--- Problem to solve ---
All entries are to be copied verbatim, while the pictures stay out.

--- Stored data entries ---
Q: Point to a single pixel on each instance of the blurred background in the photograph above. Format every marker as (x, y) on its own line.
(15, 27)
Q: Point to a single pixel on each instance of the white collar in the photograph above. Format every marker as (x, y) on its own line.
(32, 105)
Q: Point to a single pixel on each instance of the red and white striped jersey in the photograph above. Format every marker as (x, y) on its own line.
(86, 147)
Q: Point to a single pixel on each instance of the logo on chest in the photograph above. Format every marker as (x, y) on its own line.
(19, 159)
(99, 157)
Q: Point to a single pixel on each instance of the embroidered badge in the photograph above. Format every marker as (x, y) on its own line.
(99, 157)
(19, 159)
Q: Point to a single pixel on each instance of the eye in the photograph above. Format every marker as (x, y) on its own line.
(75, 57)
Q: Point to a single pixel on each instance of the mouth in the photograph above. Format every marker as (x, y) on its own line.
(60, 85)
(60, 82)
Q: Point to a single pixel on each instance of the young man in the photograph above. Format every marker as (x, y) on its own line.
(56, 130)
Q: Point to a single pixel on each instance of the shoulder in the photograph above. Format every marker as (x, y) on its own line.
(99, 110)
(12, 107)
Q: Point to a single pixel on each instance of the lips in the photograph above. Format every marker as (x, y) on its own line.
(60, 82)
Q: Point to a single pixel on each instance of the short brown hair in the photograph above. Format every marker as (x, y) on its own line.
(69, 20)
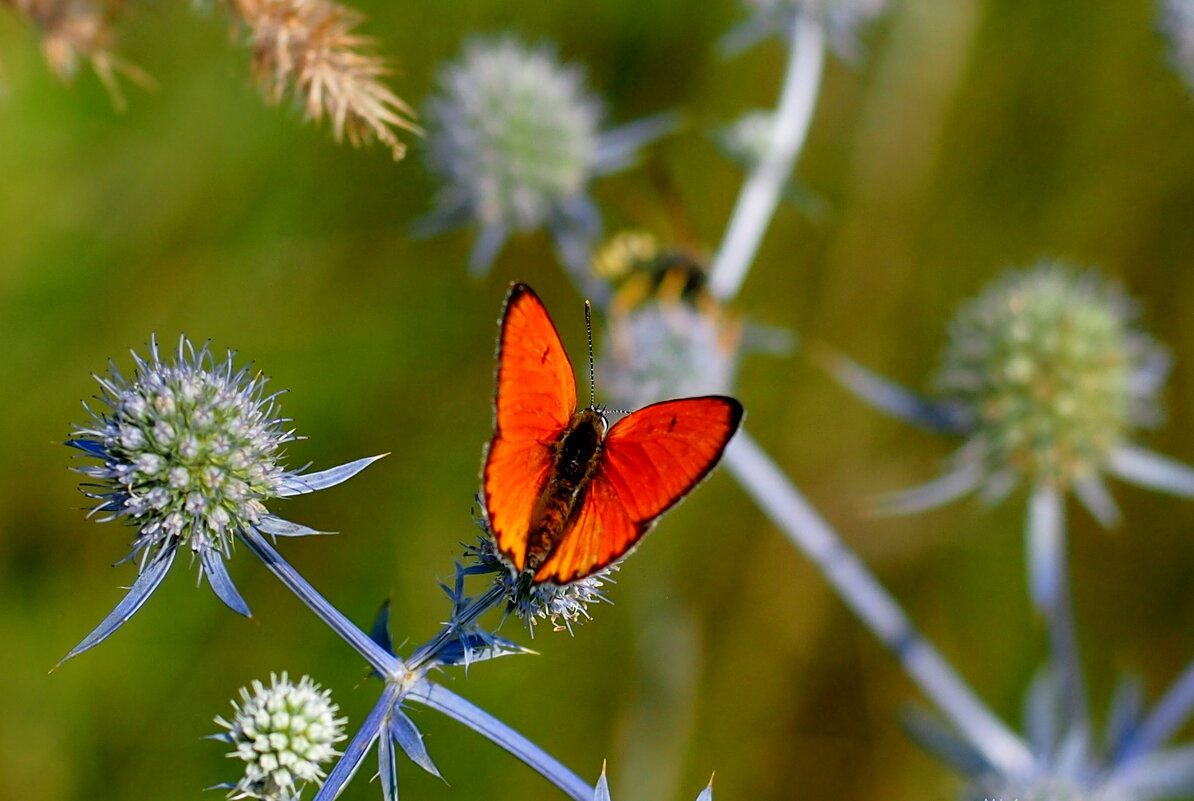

--- Written answer ---
Q: Point to a single pixel on each instance of the blurred background in the photograph above. Format every marker as (x, y) on its own line.
(15, 27)
Q: Point to a single pixel on each instance of the white collar in the photograph above. Format every marker as (x, y) on its own line.
(32, 105)
Q: Point to a single pixel on each instance of the red and white striped jersey in the photograph above. Format every marker as (x, y) on its own line.
(86, 147)
Q: Point to a single pixel on each instance of the logo on chest in the photograph above. Format every marker as (x, y) on its own line.
(19, 159)
(99, 157)
Q: Point to a single pixel on each instance of the embroidered badge in the photograph above. Format every marker as (x, y) on its own line.
(99, 157)
(19, 159)
Q: Point to a single pixel on each instance of the eye in the photograph above. Format every marker as (x, y) on its own line.
(75, 57)
Q: Point to a single pixel on each instance of the mouth in the photograph above. Format every marker as (x, y) on its own line.
(60, 85)
(60, 82)
Q: Point to a single pixel on each instance of the young man in the photograph above. Format every marker as (x, y) on its own line.
(56, 130)
Q: Point to a single pixel on each instance of the shoulder in the photograph above. Format every marker as (x, y) on its own line.
(99, 110)
(12, 107)
Q: Point to a single pixel on each instance of the lips in the photograph above. Format every marker as (x, y) on its own line.
(60, 82)
Q: Point to a single pixel on each instance of the short brown hair in the photograph above. Format every marker as (x, y) on its own line.
(69, 20)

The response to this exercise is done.